### Текст для чтения
★ ★ ★ ★

– Хотите ли Вы этого принца себе в мужья? – спросил у неё кардинал Дюпре, канцлер Франции.
– Да, – после паузы нехотя ответила принцесса.
Но прежде, чем дать своё согласие на брак, она твёрдо сказала зятю:
– Мадам де Субиз и её дочери поедут со мной!
Затем король пригласил Эрколе поохотиться с ним в Фонтенбло. Кроме охоты, принц вместе со всем двором принял участие в простонародных гуляниях с зажжёнными кострами по случаю Дня святого Иоанна. И, наконец, Франциск I лично посвятил его в рыцари Ордена Святого Михаила.
В честь жениха и невесты придворный поэт Клеман Маро сочинил «Свадебную песнь»:
И кто же этот герцог, чьё волшебно появление –
Его увидеть все сочли за счастье!

★ ★ ★ ★

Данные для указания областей
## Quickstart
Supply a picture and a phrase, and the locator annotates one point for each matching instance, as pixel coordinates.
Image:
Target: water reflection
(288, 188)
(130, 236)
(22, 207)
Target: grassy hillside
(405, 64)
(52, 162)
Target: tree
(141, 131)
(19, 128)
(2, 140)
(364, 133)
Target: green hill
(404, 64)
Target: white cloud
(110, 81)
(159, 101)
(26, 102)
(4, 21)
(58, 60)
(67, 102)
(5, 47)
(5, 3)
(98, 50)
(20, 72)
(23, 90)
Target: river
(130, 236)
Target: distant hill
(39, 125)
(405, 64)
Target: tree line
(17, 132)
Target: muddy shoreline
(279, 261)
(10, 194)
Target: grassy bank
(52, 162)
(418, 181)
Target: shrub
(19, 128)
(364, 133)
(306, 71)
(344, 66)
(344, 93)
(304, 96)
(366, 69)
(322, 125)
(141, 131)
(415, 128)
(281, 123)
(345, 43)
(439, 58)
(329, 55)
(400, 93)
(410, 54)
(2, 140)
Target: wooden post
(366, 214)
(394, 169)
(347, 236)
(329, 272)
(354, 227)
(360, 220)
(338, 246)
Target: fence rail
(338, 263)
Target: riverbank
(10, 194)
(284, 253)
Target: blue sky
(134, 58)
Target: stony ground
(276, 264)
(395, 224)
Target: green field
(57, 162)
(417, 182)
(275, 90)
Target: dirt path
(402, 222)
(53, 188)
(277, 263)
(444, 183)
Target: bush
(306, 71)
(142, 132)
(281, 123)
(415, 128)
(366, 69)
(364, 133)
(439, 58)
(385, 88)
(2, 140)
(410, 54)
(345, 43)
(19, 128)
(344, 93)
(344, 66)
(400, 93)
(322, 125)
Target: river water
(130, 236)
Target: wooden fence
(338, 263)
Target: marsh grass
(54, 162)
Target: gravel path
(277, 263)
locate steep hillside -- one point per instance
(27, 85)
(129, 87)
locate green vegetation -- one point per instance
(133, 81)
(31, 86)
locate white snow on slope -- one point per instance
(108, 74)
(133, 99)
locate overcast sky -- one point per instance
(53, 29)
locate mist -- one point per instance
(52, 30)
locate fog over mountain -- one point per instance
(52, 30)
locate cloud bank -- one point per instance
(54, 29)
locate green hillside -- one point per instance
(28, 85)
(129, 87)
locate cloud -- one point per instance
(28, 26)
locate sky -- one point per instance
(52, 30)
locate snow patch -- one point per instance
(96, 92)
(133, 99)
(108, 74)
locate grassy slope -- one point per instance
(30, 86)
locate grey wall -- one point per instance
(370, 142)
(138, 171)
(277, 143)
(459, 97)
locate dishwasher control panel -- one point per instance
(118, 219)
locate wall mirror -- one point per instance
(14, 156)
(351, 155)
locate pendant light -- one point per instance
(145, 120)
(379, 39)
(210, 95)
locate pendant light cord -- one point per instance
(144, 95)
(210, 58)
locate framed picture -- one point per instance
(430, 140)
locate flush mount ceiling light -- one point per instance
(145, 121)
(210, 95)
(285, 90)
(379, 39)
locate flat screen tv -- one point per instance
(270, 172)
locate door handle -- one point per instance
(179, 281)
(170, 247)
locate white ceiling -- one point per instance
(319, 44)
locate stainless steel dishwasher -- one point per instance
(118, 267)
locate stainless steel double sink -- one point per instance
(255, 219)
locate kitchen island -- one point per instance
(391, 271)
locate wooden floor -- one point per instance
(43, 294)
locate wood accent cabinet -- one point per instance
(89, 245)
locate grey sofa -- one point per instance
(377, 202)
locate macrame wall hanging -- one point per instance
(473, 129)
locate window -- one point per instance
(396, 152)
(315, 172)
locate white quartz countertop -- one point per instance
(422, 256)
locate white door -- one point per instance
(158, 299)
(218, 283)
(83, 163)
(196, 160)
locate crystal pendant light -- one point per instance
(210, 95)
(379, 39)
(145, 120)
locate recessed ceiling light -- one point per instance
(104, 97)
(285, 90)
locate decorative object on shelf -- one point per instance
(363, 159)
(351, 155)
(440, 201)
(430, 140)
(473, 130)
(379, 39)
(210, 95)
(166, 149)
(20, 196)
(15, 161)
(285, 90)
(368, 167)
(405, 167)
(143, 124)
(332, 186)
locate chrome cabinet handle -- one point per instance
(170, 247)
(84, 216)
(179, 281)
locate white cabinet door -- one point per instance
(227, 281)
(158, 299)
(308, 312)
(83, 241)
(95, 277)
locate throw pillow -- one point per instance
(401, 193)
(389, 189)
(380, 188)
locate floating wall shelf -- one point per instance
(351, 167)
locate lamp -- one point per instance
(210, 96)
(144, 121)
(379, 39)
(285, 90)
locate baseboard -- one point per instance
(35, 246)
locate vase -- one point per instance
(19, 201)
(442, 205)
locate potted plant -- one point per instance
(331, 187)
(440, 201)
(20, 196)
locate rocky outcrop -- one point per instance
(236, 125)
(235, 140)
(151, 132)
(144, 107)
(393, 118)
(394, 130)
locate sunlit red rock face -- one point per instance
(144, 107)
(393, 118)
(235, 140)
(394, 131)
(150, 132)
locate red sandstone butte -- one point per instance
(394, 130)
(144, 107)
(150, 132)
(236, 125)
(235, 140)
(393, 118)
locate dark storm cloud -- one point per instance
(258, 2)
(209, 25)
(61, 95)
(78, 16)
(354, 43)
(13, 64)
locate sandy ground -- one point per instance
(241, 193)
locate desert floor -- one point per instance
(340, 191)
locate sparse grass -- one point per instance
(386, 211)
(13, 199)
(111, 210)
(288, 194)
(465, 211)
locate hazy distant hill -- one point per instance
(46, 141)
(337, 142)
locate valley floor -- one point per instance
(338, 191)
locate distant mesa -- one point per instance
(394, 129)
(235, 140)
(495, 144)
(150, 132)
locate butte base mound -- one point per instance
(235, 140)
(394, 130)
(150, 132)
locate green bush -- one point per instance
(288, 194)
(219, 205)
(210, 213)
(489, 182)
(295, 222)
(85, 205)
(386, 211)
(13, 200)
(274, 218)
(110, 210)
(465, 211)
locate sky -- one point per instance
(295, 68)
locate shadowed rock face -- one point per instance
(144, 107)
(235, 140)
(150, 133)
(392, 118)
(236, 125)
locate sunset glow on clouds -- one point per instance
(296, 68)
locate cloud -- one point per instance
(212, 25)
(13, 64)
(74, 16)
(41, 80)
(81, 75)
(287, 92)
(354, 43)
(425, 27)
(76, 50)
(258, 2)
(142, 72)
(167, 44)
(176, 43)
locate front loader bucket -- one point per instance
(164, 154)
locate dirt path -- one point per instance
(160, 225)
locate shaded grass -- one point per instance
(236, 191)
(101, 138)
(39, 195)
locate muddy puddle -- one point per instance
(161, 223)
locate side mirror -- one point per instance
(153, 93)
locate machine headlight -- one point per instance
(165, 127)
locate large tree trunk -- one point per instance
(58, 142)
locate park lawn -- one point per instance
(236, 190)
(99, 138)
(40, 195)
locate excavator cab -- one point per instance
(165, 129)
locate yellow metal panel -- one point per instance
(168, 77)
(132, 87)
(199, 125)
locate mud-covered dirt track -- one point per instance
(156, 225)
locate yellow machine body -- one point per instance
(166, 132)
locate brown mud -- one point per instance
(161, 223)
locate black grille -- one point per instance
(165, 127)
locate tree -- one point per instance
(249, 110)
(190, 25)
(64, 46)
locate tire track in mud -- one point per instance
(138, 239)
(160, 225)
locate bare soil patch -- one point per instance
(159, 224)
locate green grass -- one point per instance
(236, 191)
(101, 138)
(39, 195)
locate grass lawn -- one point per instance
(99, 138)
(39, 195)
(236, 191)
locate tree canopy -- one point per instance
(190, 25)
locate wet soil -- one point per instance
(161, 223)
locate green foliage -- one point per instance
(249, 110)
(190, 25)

★ ★ ★ ★

### Задания
(1) Изложите содержание отрывка о свадьбе принцессы в двух предложениях.
(2) Продолжите отрывок о свадьбе принцессы, начиная после его последней строки.
Материал никак не связан с отрывком.

### Ответы по заданиям
(1) Принцесса после паузы нехотя согласилась выйти за принца, но сначала потребовала, чтобы мадам де Субиз и её дочери поехали с ней. Эрколе охотился с королём в Фонтенбло, вместе со всем двором участвовал в гуляниях на День святого Иоанна и был посвящён Франциском I в рыцари Ордена Святого Михаила, а Клеман Маро сочинил в честь жениха и невесты «Свадебную песнь».

(2)
Богат и знатен, пышно облаченье –
Да из Феррары отпрыск сей блестящий…
В расцвете сил, потупив взор горящий,
Намерен в брак вступить с Рене, принцессой нашей –
Голубка счастлива: ведь мужественней, краше
Нет жениха – какая пара!
Как известно, поэт изрядно преувеличил: во время своей свадьбы, которая была отпразднована 28 июня 1528 года в Париже, Рене опять плакала. Церемония бракосочетания принцессы состоялась в церкви Сент-Шапель-дю-Пале в Париже в присутствии королевской семьи, вельмож королевства, «украшающих триумф», и итальянских дворян из свиты Эрколе. К алтарю Рене отвёл Франциск I, а обручальное кольцо на палец надел папский нунций. В этот день из внешности девушки постарались извлечь максимум: её великолепные волосы свободно ниспадали на плечи, а малиновое бархатное платье с горностаем буквально сверкало от усыпавших его драгоценностей и вместе со шляпкой подчёркивало белизну её лица и шеи.
– Наш король мог бы найти для мадам Рене лучшую партию! – таков был единодушный вердикт придворных.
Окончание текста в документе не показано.